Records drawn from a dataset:

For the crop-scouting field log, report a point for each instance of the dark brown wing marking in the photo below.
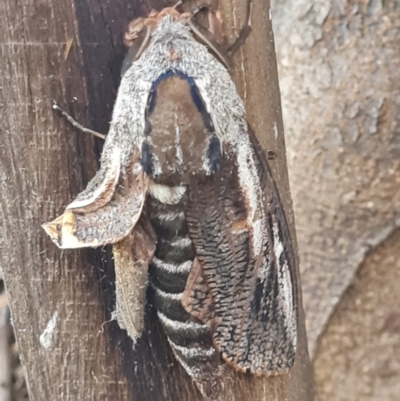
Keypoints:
(196, 298)
(253, 295)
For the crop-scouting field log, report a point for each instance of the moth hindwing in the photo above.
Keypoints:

● What is expected:
Using the entries above, return each line that includes the word "field".

● Solution to this task:
For the crop-scouting field log, report a point for each instance of the dark brown wing marking in the photo below.
For the crop-scouting field log, report a point for each instance of the moth hindwing in the photo above.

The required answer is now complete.